==== SOURCE DATA ====
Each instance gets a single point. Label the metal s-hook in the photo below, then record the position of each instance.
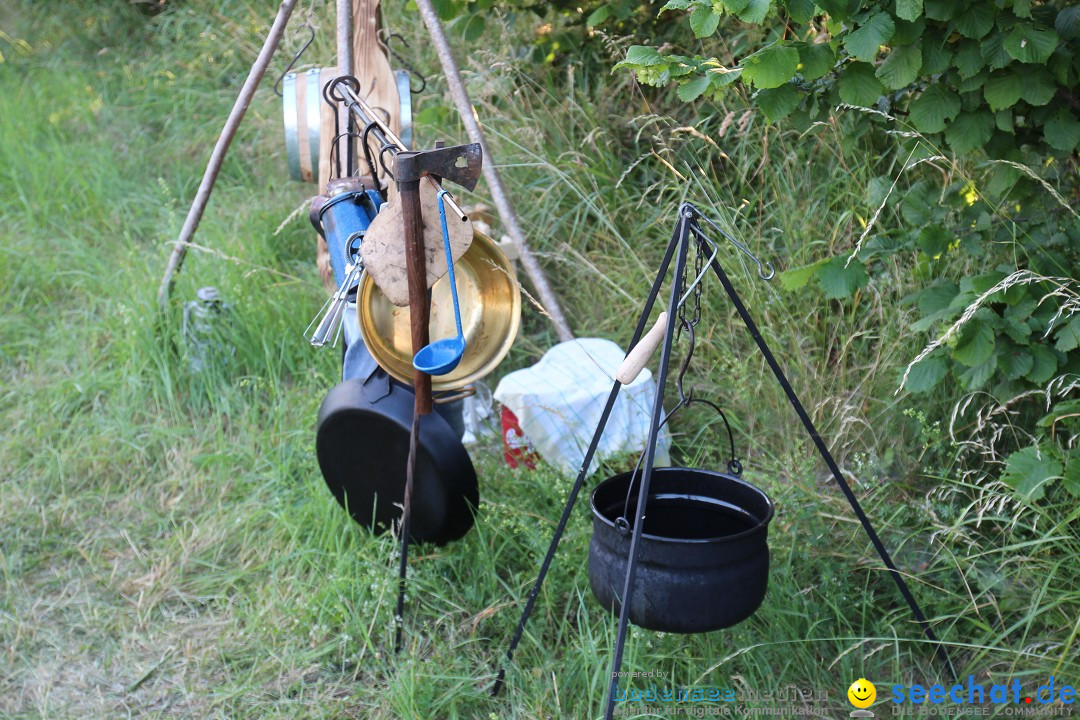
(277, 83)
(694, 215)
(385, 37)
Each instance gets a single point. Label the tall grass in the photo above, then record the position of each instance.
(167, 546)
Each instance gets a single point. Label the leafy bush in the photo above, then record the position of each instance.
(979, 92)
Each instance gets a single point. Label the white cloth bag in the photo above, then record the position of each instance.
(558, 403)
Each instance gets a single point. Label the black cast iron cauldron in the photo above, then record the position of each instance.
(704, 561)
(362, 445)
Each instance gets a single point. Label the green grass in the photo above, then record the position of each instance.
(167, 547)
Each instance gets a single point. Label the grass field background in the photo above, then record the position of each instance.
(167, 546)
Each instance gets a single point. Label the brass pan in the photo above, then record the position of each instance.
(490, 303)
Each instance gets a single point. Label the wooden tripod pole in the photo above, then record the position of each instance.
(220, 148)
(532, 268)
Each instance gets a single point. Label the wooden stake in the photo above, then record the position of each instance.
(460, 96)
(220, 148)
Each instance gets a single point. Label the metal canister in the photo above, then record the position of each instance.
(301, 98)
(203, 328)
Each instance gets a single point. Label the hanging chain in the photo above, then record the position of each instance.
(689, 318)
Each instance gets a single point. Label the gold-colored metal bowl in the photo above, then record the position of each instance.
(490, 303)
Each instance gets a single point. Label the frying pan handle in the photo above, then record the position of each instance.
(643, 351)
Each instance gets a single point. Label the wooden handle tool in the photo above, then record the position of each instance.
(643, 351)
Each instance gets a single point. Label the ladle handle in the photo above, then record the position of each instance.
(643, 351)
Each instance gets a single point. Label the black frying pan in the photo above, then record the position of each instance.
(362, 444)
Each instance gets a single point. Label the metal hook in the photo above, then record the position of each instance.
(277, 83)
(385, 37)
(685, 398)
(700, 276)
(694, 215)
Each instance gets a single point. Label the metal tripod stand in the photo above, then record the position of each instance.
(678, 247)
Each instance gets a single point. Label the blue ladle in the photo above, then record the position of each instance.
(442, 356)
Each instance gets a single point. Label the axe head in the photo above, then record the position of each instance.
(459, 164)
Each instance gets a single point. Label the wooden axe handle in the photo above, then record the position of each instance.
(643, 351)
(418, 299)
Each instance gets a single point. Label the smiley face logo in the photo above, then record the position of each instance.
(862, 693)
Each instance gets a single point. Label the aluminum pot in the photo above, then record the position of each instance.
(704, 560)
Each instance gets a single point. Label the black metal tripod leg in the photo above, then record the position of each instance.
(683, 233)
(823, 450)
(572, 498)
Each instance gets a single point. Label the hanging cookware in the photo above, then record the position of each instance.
====
* **JOB**:
Reproduce the lines above verbatim, omitting the picture from your answer.

* **REPLY**:
Each instance gets a single point. Label the metal s-hook in the photo below, then record the position of each instance.
(277, 83)
(694, 215)
(385, 37)
Each instance gets a single point. Label the tall grass in the photo above, then record the position of each instance.
(167, 546)
Each instance gets a single point. Label the leafy bush in the photo above, then record the position of each instance.
(979, 92)
Each instance gets a single point. Label the white cloth bag in the photo above, then record the position of each instance.
(558, 403)
Each instance gets a single point. Label the black cast iron cauldron in the photo above, then record the position of each instance.
(704, 561)
(362, 445)
Each instance gets a single point. Label the green grass in the photo above, then record the position of each instance.
(167, 547)
Each instance gets a single point. Label the grass field background in the photo above, then record the position of each instance.
(167, 546)
Each instance gets a single point. Label the brass pan in the photo above, then record the position of each instance.
(490, 303)
Each instance gets a single point. Label the wooden tripod pole in the photo above, then record the position of each instance.
(220, 148)
(532, 268)
Each instance gets a single point. Label the wooden stake in the photo above, then record the position of each instance.
(460, 96)
(220, 148)
Each instance gets a single point. Label the metal canister in the photo above, then record the position of each instance.
(301, 98)
(203, 328)
Each instance gets a single point. Label the hanging chain in the photo above, then record the position of each instance.
(689, 318)
Each instance gets a single point. Label the gold-colored metal bowl in the photo above, then record the position of each instance.
(490, 303)
Each instance gets a single point. Label the frying pan handle in the photo above, then record the position of each instance.
(643, 351)
Each instance gets a single point. Label the wooden handle tool in the photo above, then record the position of each instance.
(643, 351)
Each instance gets a single point. Label the ladle handle in the photo above, then record the position of each instance.
(643, 351)
Each instance gets a single point. Label the black frying pan in the photo above, then record the position of each instance.
(362, 444)
Each instance gets a single point. Label the metal hook in the photo above, then record the position of each instance.
(277, 83)
(385, 37)
(685, 398)
(700, 276)
(694, 215)
Each instance gets a single point. Label the metal tripod stand in the photo above, then record the position of each instance.
(678, 247)
Each instance gets a single point. Label the blue ladle in the photo above, then record the position of each instance.
(442, 356)
Each instance gets a single point. Label the axe head in the photo above, then record the position of each instance.
(459, 164)
Each instance gets a single point. Label the wooden axe handle in the photo above, then record the position of each instance.
(643, 351)
(418, 299)
Each instance gets a single point. Label the smiley face logo in the photo above, then record the position of each instance.
(862, 693)
Each instance gets a single point. Label the aluminum pot in the photo above, then record the position of each instance.
(704, 560)
Each instance gets a single point. Label the black metal tripod leg in the photo above, then record the position of each instance.
(683, 233)
(823, 450)
(572, 498)
Each instance gets a single point. Label the hanging cookware in the photo above, then record the position of each instance.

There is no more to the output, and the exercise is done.